- Provided data -
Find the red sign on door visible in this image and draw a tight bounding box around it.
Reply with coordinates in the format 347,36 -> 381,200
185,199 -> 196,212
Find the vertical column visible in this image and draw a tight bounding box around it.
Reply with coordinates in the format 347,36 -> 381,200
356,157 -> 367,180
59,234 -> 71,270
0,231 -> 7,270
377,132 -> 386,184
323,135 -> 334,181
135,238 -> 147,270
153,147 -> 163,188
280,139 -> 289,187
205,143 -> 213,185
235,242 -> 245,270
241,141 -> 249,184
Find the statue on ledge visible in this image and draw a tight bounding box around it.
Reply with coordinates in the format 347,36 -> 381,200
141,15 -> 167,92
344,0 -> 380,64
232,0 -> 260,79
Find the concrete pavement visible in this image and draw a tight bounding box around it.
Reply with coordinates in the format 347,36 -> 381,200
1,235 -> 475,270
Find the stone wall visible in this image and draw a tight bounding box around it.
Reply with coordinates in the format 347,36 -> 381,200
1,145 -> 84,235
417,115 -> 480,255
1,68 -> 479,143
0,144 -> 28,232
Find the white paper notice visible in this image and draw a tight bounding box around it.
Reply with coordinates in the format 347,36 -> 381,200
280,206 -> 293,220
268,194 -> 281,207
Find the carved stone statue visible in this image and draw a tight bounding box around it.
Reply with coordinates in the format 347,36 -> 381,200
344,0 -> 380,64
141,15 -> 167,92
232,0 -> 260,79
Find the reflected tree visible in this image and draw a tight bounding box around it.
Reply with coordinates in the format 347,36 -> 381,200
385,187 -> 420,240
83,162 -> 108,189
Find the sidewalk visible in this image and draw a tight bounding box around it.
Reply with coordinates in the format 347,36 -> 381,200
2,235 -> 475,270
...
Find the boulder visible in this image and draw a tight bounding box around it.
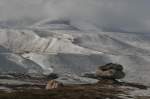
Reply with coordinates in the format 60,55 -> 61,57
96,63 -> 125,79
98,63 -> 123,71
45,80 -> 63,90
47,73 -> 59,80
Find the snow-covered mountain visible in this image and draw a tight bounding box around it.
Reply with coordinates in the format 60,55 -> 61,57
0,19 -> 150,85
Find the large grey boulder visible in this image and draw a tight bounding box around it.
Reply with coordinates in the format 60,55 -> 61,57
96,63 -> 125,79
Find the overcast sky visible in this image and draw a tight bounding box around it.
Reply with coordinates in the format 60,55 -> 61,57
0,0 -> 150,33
...
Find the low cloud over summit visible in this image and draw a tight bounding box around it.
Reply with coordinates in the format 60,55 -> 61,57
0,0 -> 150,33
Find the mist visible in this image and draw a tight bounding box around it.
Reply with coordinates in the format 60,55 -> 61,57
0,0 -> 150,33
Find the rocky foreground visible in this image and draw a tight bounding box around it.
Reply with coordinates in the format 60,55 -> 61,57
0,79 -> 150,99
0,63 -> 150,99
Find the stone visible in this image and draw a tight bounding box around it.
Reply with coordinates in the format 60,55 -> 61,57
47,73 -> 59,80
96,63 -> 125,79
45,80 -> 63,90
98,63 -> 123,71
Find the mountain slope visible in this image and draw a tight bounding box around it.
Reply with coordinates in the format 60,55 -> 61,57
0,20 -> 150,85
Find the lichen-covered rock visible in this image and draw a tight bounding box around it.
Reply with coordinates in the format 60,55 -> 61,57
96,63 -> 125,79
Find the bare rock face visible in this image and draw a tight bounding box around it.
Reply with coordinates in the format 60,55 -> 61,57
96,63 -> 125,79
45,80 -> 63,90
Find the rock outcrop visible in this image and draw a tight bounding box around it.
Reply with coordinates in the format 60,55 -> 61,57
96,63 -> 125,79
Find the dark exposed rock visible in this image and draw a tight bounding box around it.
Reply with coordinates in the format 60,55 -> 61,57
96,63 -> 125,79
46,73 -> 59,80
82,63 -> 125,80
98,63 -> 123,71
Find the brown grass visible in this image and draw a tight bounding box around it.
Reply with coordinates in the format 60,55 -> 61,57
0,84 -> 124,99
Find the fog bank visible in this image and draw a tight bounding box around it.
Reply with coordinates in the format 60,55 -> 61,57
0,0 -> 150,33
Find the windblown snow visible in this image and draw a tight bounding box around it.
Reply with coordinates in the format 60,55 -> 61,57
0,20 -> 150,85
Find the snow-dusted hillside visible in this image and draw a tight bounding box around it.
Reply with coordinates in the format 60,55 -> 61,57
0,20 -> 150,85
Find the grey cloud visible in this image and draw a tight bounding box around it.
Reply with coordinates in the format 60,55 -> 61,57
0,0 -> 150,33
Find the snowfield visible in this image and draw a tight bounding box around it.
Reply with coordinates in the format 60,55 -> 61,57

- Assignment -
Reproduce exactly the entries above, limited to the lines from the one with "Find the brown" through the one with "Find the windblown", both included.

- Exercise solution -
Find the brown grass visible in this image and draw a tight bounding box around it.
Reply with coordinates in the format 60,55 -> 61,57
0,84 -> 124,99
Find the fog bank visible in this image and draw a tight bounding box around it.
Reply with coordinates in the format 60,55 -> 61,57
0,0 -> 150,33
Find the windblown snow visible in this image and draw a tight bounding box around it.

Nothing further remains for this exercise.